*EXERCISE:* Reproduce precisely the lines of the listing below, starting with the line that contains "Target: garage entrance" and stopping after the line that contains "Objective — for every instance of the white window"; include nothing else.

*RECORDS SUPPLIED:*
>>>

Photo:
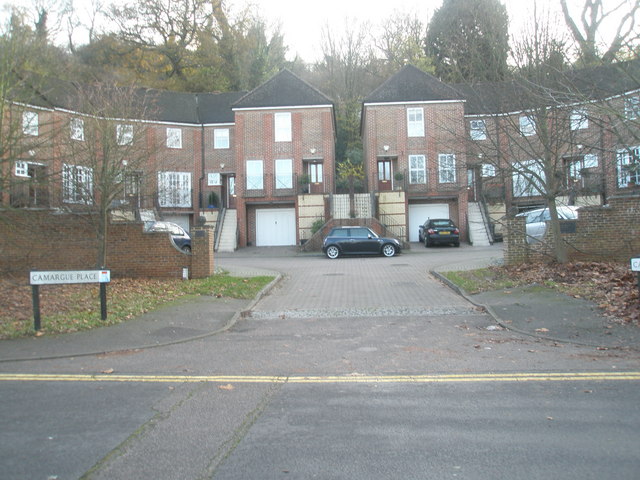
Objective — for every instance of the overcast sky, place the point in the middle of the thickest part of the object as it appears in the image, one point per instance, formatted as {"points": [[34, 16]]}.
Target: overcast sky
{"points": [[303, 21]]}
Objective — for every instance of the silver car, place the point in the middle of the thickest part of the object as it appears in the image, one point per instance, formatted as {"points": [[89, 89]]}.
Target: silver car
{"points": [[536, 220]]}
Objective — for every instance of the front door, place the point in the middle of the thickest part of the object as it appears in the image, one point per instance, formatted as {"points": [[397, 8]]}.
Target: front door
{"points": [[315, 177], [229, 191], [384, 175], [471, 185]]}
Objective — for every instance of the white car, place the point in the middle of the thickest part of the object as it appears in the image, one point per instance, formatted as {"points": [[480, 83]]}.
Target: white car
{"points": [[537, 219]]}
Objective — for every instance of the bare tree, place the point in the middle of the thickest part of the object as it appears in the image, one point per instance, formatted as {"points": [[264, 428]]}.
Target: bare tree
{"points": [[587, 27]]}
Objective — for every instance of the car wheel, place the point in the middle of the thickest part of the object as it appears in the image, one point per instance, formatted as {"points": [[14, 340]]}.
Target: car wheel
{"points": [[333, 252], [388, 250]]}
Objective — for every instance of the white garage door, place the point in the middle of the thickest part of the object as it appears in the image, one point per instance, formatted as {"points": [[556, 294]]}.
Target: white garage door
{"points": [[182, 220], [418, 214], [275, 227]]}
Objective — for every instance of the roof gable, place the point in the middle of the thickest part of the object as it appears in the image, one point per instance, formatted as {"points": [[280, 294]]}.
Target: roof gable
{"points": [[283, 90], [411, 84]]}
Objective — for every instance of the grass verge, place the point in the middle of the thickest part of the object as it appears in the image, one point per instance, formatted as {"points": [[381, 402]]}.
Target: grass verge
{"points": [[481, 280], [72, 308]]}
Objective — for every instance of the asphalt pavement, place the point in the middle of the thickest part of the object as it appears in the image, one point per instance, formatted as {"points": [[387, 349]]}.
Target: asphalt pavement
{"points": [[532, 311]]}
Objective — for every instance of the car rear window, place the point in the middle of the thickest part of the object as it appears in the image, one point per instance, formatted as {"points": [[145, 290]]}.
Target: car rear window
{"points": [[441, 223], [360, 232]]}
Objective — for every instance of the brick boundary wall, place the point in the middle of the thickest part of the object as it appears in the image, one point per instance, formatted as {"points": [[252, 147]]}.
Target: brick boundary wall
{"points": [[602, 233], [51, 240]]}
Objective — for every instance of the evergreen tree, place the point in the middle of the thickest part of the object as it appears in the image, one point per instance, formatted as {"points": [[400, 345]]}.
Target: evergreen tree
{"points": [[469, 40]]}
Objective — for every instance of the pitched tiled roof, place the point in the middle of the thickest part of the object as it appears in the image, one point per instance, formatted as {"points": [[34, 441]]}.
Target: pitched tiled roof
{"points": [[411, 84], [216, 107], [283, 90]]}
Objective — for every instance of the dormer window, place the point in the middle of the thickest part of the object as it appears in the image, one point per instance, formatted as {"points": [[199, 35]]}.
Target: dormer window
{"points": [[174, 138], [478, 130], [221, 138], [415, 122], [282, 126], [77, 129]]}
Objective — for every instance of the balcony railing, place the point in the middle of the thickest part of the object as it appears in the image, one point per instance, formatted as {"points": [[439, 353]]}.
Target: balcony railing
{"points": [[275, 186]]}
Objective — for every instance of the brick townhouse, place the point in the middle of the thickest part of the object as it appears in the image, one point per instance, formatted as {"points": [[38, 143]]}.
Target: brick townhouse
{"points": [[261, 164], [472, 152], [285, 149]]}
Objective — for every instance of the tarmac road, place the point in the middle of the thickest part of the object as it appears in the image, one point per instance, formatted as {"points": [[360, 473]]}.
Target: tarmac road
{"points": [[353, 368]]}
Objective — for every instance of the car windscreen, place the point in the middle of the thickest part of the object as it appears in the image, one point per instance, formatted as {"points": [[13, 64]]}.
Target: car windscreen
{"points": [[441, 223], [361, 232]]}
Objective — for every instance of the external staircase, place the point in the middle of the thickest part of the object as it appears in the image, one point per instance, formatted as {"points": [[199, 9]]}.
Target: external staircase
{"points": [[479, 229], [228, 238]]}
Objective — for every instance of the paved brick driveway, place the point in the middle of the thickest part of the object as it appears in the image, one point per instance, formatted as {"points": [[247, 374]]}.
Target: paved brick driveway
{"points": [[374, 286]]}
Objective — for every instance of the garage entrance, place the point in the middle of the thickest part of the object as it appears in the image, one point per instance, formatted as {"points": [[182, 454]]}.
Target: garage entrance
{"points": [[420, 213], [275, 227]]}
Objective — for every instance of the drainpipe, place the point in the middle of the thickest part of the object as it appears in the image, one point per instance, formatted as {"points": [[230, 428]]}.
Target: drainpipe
{"points": [[202, 145]]}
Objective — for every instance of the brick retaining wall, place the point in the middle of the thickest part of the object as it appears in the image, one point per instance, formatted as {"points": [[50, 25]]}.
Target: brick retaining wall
{"points": [[49, 240], [602, 233]]}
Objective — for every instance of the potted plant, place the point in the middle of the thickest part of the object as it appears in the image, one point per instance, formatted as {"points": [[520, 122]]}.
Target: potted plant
{"points": [[213, 200], [398, 177], [304, 181]]}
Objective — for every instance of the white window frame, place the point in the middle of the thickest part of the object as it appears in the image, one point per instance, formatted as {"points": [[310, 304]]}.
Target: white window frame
{"points": [[488, 170], [417, 169], [221, 138], [76, 126], [415, 122], [282, 126], [174, 189], [284, 174], [255, 175], [624, 157], [316, 172], [21, 168], [525, 183], [527, 126], [30, 123], [124, 134], [77, 184], [632, 107], [579, 120], [446, 168], [214, 179], [478, 129], [174, 137]]}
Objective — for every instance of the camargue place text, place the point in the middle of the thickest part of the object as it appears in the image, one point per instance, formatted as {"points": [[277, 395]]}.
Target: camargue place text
{"points": [[78, 276]]}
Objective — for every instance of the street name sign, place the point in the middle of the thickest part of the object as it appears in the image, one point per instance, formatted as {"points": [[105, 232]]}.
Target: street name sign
{"points": [[61, 277], [37, 278]]}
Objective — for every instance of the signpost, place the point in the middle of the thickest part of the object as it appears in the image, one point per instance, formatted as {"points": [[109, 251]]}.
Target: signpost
{"points": [[37, 278], [635, 267]]}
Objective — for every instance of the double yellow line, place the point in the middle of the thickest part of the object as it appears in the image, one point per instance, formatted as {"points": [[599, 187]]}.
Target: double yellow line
{"points": [[408, 379]]}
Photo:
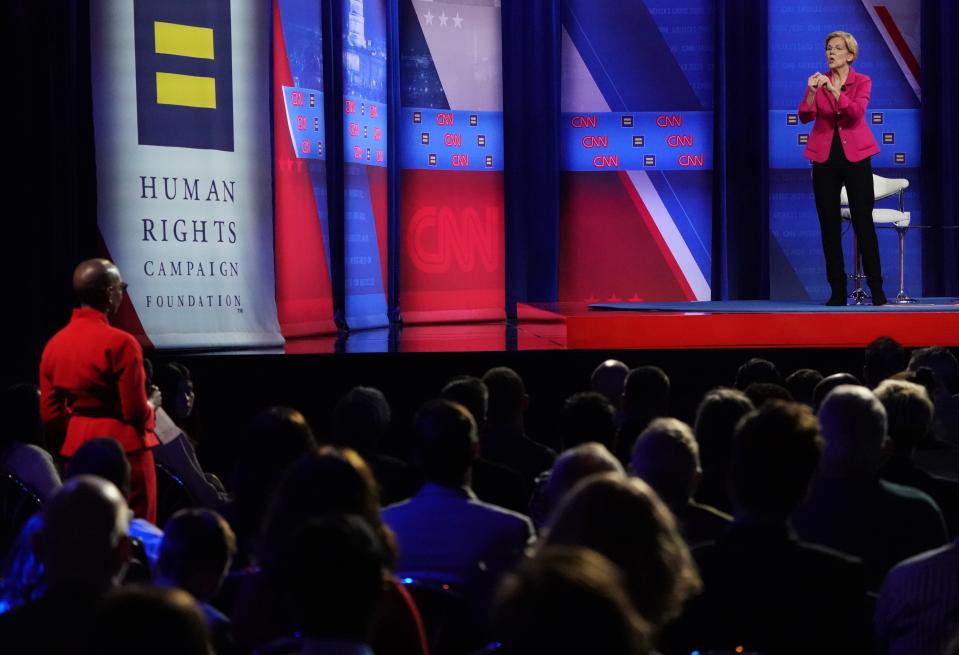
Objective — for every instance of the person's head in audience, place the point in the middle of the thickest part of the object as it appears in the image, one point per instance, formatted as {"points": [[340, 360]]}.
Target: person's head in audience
{"points": [[755, 370], [775, 454], [762, 392], [361, 419], [332, 573], [195, 554], [646, 392], [854, 427], [609, 378], [84, 539], [623, 519], [323, 483], [508, 400], [568, 601], [829, 383], [716, 417], [909, 412], [176, 386], [148, 621], [20, 412], [884, 358], [445, 442], [103, 458], [943, 363], [570, 467], [801, 384], [587, 416], [471, 393], [666, 457]]}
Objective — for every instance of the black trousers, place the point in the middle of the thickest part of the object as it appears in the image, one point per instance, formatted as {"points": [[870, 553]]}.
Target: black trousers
{"points": [[827, 180]]}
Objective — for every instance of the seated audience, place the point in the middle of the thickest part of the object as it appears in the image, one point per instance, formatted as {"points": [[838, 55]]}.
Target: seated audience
{"points": [[105, 458], [570, 467], [666, 457], [361, 420], [195, 555], [444, 532], [147, 621], [801, 384], [84, 546], [849, 508], [919, 604], [179, 455], [504, 438], [716, 418], [909, 414], [568, 601], [624, 520], [763, 590], [645, 397], [755, 370], [884, 358], [22, 451]]}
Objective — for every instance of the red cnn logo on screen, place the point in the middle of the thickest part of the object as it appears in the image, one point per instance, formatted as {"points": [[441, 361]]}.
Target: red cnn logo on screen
{"points": [[439, 237]]}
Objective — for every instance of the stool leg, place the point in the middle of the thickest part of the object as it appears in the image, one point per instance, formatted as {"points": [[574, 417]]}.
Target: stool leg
{"points": [[901, 297], [858, 295]]}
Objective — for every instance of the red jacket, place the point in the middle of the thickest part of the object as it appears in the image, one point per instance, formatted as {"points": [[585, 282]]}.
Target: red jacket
{"points": [[849, 112], [92, 384]]}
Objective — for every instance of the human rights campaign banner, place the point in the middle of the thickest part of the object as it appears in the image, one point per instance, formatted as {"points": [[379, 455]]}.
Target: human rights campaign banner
{"points": [[182, 132]]}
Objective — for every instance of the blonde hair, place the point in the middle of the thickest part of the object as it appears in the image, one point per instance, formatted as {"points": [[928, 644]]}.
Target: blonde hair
{"points": [[851, 44]]}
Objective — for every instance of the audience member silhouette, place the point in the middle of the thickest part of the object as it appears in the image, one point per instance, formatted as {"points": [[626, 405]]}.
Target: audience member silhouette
{"points": [[755, 370], [587, 417], [148, 621], [504, 438], [493, 482], [568, 601], [275, 439], [361, 420], [444, 532], [84, 546], [909, 416], [623, 519], [571, 466], [829, 383], [801, 384], [884, 358], [763, 590], [179, 455], [105, 459], [918, 604], [195, 555], [716, 417], [666, 457], [645, 397], [849, 508], [22, 450]]}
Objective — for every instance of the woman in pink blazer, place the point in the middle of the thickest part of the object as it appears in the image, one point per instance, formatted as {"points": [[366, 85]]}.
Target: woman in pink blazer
{"points": [[840, 146]]}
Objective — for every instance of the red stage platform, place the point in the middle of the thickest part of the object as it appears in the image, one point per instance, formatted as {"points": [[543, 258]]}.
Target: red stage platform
{"points": [[575, 326]]}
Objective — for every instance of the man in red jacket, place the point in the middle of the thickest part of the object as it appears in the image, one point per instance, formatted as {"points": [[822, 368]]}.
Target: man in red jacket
{"points": [[92, 382]]}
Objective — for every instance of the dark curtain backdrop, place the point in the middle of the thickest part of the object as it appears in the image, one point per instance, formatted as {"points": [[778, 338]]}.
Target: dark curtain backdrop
{"points": [[940, 147], [49, 187]]}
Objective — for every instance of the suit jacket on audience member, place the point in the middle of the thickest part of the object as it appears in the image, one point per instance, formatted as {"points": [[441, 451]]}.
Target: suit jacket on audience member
{"points": [[446, 534], [918, 608], [768, 592], [881, 522]]}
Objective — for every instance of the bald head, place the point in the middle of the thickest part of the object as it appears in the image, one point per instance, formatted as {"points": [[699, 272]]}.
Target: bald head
{"points": [[95, 282], [85, 532]]}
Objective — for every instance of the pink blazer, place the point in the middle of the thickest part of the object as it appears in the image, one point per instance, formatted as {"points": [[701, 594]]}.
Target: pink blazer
{"points": [[849, 112]]}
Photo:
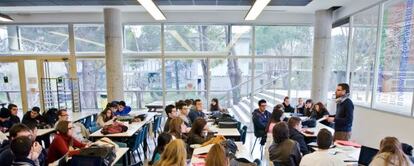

<<<

*TASK OUTPUT:*
Target: garage entrance
{"points": [[420, 213], [275, 227]]}
Objective — for every instance of the drainpipe, place the point in the middle of the thickest part of the object as it appears in the image, one point per instance, formatted as {"points": [[230, 428]]}.
Target: drainpipe
{"points": [[202, 145]]}
Objective — for every instance of the brick retaining wall, place the point in the middle of the thickest part of the object as it appears in the image, one point per instance, formatted as {"points": [[50, 25]]}.
Target: brick retaining wall
{"points": [[49, 240], [602, 233]]}
Objective — for every instance of the potted plant, place the point in the middle of the thickest part of the object as it appears in the image, one point per instance, formatted as {"points": [[520, 122]]}.
Target: potted plant
{"points": [[213, 200], [398, 177], [304, 181]]}
Objective — for every instance of the white window frame, place the point in the middle of the thickest part of the object as it appears in the image, one point per instance, formatted as {"points": [[310, 304]]}.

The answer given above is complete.